GEGEBENE DATEN ->
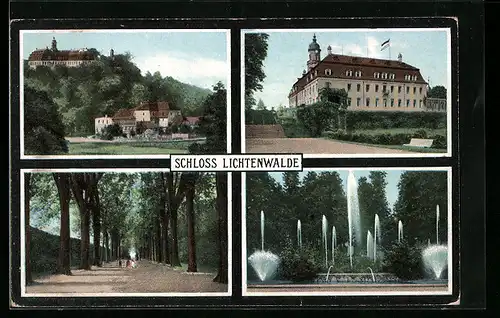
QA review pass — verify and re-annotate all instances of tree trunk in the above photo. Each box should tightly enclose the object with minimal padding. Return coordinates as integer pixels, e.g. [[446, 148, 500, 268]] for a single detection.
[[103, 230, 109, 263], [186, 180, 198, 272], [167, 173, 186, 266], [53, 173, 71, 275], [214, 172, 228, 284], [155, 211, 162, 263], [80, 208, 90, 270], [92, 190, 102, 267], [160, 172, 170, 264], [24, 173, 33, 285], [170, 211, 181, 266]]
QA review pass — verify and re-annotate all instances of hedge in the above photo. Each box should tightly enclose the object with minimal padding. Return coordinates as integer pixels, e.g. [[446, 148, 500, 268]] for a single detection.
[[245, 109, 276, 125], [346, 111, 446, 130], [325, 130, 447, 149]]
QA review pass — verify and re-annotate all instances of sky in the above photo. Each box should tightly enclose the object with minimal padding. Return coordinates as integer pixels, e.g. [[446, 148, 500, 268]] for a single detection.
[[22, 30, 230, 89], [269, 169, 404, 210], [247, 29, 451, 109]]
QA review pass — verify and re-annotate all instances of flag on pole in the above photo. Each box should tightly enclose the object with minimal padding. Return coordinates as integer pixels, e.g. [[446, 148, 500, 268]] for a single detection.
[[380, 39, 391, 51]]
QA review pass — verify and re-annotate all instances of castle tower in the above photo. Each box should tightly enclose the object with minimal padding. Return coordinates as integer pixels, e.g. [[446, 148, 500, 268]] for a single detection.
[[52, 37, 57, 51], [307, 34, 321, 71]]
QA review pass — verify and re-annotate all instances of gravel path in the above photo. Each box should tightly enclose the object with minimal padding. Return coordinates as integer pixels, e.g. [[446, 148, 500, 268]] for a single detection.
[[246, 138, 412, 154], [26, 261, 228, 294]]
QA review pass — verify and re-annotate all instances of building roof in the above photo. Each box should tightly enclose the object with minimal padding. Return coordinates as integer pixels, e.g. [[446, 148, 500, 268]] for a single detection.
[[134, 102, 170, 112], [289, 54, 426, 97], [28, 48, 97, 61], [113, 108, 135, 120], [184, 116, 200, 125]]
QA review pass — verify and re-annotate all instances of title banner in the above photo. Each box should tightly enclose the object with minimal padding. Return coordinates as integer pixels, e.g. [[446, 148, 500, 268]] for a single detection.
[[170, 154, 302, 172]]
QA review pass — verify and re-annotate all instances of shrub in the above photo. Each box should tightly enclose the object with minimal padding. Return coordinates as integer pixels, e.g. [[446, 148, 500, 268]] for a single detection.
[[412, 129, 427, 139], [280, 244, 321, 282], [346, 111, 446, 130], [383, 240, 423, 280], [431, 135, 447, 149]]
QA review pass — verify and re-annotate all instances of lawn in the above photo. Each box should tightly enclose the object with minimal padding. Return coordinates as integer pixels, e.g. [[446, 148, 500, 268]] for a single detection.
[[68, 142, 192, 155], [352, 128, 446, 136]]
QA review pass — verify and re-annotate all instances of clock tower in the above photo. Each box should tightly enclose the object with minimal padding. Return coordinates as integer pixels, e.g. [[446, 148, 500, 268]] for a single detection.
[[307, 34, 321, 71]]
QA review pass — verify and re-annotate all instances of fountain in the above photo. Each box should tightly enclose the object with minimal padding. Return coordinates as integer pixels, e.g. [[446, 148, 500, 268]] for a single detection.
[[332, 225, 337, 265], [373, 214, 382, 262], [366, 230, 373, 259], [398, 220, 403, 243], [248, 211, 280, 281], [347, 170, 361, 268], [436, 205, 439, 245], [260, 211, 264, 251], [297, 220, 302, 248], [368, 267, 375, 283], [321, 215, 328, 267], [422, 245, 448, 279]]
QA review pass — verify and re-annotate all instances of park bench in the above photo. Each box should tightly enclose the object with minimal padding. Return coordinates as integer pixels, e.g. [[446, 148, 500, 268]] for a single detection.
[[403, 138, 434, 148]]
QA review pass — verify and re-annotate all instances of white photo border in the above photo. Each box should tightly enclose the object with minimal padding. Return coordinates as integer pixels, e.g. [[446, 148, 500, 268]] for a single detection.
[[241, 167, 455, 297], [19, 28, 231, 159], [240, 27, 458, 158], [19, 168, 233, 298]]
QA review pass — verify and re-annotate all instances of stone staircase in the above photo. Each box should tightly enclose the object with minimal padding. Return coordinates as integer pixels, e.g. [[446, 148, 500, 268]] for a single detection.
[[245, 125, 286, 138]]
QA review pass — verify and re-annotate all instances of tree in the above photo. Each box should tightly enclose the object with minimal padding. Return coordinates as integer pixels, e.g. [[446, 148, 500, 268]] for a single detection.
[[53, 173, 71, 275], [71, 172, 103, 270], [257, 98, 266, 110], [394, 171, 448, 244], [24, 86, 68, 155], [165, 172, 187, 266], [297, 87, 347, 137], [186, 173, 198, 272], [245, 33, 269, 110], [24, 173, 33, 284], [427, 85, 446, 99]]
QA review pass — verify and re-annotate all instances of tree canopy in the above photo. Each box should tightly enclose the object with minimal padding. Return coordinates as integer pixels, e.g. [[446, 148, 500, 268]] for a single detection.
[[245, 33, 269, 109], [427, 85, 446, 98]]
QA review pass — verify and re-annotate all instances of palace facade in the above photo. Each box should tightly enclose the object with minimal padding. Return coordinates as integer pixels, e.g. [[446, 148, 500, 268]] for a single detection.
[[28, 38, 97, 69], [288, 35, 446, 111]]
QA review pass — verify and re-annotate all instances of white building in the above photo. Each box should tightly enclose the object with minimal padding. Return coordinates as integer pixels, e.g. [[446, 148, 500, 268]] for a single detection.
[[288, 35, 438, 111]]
* * *
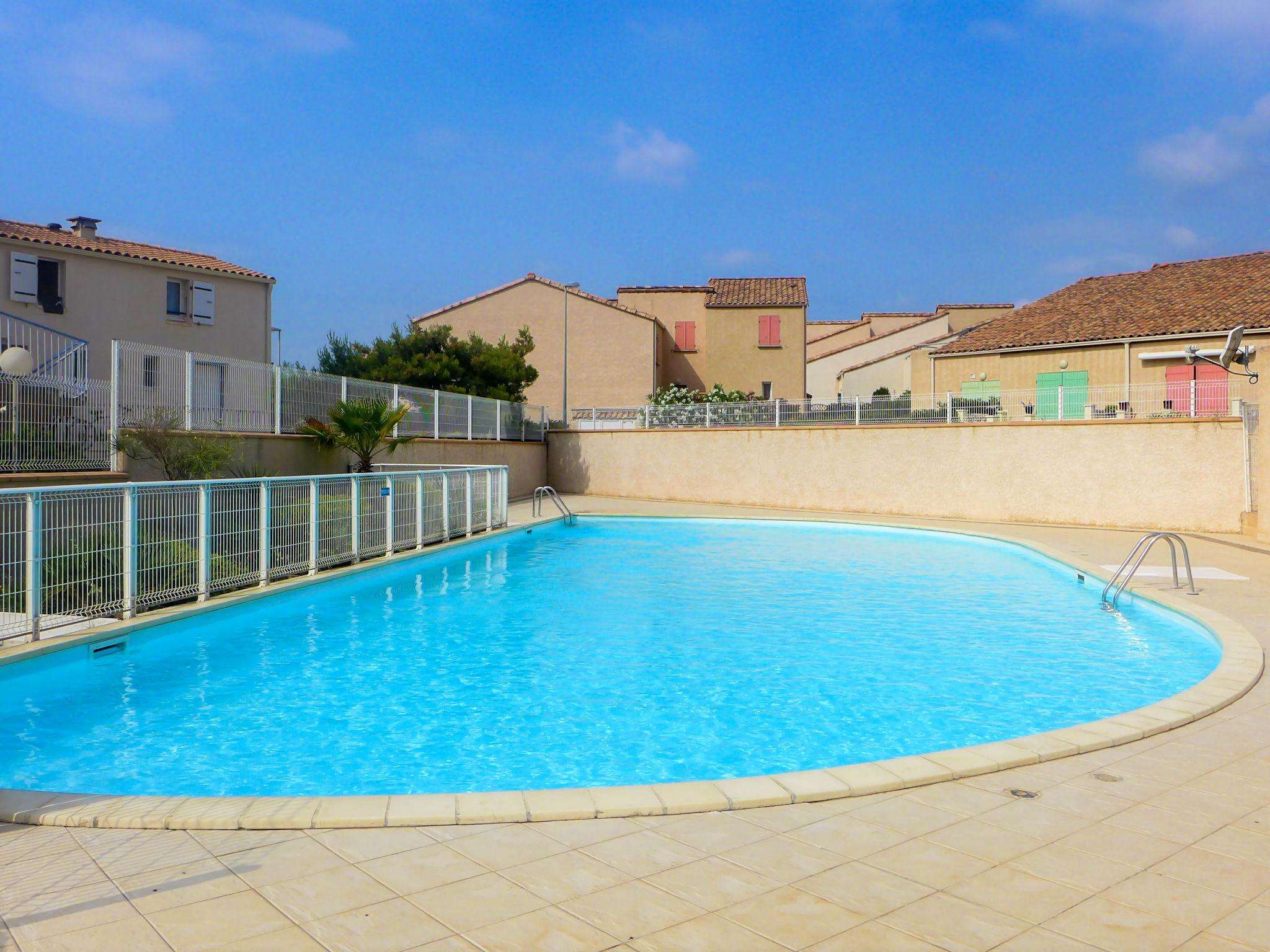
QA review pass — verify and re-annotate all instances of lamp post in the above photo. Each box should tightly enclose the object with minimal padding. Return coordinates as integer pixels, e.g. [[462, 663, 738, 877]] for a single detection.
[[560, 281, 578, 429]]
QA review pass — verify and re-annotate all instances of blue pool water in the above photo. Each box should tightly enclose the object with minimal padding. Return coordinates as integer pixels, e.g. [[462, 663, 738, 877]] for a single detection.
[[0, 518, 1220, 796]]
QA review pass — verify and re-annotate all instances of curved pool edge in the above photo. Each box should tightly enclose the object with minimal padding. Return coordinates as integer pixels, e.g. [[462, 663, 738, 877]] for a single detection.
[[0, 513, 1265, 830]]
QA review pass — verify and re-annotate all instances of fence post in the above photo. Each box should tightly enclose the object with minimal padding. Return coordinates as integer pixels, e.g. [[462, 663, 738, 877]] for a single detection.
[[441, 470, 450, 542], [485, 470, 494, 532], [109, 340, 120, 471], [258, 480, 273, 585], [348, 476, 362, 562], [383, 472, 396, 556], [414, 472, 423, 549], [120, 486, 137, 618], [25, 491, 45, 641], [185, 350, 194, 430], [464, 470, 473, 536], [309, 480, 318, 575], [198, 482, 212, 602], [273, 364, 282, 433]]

AUFGABENSTELLUNG -> Überführe die Zeilen zwischen der Zeile mit „QA review pass — verify and re-annotate all instances of blue“ und der Zeile mit „364, 282, 433]]“, beide eingeschlossen, in eine zweispaltige CSV mit den Spalten „Eingabe“ und „Ausgabe“. Jede CSV-Zeile enthält eine Textzeile und die direkt darauf folgende Zeile, jedes Feld in Anführungszeichen und Zeilenumbrüche durch Leerzeichen ersetzt.

LÖSUNG ->
Eingabe,Ausgabe
"QA review pass — verify and re-annotate all instances of blue pool water in the above photo. Each box should tightly enclose the object with minimal padding. Return coordinates as integer pixels, e.g. [[462, 663, 738, 877]] for a single detection.","[[0, 518, 1220, 796]]"
"QA review pass — verify and re-annotate all instances of curved pool edge in the above photo. Each box should tightly enclose the object with minimal padding. Return coordinates as integer pixels, e.g. [[462, 663, 738, 877]] for a single detection.","[[0, 513, 1265, 830]]"
"QA review pass — verify and re-annotate all instances of fence post in the above photo. Each box should tightly enclose the object with minimal padding. Return coordinates as integer pixels, e.g. [[462, 663, 738, 877]] for a single detection.","[[441, 470, 450, 542], [485, 470, 494, 532], [109, 340, 120, 471], [258, 480, 273, 585], [348, 476, 362, 562], [383, 472, 396, 556], [414, 472, 423, 549], [120, 486, 137, 618], [25, 491, 45, 641], [185, 350, 194, 430], [464, 470, 473, 536], [309, 480, 318, 575], [198, 482, 212, 602], [273, 364, 282, 433]]"